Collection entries
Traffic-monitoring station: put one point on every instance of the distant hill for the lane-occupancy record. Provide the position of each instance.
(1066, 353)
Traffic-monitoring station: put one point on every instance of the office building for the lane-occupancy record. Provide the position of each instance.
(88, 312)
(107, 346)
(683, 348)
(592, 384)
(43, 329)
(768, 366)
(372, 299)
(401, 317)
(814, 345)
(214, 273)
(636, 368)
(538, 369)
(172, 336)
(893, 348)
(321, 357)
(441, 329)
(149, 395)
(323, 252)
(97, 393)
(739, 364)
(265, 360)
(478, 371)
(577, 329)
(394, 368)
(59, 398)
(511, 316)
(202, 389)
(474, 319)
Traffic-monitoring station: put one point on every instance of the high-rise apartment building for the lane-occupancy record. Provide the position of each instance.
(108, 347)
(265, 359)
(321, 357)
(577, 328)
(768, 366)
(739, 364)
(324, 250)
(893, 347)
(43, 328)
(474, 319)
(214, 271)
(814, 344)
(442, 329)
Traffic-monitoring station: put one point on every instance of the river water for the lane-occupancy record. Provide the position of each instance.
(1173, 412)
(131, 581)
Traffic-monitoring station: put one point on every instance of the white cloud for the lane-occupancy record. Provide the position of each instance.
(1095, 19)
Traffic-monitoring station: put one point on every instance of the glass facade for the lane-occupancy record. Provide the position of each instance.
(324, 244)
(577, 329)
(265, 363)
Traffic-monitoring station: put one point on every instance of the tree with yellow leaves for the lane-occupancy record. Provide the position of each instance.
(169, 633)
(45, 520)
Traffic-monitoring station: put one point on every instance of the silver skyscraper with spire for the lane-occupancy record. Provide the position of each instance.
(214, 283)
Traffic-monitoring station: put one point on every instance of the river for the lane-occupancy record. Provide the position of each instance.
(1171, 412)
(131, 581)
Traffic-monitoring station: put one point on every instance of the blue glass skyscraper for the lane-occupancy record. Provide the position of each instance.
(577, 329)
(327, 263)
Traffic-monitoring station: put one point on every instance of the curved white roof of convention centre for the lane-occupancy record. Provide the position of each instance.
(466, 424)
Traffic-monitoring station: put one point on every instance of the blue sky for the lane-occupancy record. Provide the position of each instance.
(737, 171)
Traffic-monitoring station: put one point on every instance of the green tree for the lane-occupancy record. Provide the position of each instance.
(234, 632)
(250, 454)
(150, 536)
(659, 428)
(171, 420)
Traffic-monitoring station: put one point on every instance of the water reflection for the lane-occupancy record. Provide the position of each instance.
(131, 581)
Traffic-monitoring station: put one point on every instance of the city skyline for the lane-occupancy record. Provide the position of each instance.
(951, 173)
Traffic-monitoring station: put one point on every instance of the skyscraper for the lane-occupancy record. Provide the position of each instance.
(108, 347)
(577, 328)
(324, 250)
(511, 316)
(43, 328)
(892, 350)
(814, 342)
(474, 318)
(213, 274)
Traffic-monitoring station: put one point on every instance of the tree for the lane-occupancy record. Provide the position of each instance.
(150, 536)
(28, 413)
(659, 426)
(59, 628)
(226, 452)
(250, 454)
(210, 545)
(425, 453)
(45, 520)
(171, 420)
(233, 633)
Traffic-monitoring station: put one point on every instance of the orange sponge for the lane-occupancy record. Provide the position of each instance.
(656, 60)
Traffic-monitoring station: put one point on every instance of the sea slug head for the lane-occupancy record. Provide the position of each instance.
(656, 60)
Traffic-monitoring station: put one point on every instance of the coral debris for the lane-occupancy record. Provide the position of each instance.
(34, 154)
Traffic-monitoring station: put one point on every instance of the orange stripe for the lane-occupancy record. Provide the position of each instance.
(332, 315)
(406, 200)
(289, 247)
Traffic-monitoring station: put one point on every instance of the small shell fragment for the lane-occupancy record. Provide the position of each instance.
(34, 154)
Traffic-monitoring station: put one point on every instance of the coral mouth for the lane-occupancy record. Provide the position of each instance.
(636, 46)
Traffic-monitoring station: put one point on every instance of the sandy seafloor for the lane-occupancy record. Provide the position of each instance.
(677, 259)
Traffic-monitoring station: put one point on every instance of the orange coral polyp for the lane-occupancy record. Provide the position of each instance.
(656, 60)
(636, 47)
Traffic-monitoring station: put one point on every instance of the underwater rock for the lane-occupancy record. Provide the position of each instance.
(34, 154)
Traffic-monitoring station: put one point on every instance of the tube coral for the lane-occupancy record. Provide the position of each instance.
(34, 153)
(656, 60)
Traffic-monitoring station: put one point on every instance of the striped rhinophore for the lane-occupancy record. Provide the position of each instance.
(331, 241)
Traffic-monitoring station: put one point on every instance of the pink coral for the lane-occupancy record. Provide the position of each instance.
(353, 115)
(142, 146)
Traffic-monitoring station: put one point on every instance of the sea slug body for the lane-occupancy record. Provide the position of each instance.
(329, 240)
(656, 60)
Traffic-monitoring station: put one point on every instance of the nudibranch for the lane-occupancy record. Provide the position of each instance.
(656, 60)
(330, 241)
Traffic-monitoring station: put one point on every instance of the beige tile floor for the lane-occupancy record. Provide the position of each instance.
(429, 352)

- **Exercise requirements**
Rewrite everything in the material from the beginning down to the line containing "(1066, 353)", including the requests, with each coordinate in the answers multiplied by 1.9 and rounded to the nearest whole number, halves rounding up. Give only those lines.

- **Answer for the task**
Traffic-monitoring station: put one point on every instance of the distant hill for the lane-occupancy record. Provide the position of each instance.
(2025, 671)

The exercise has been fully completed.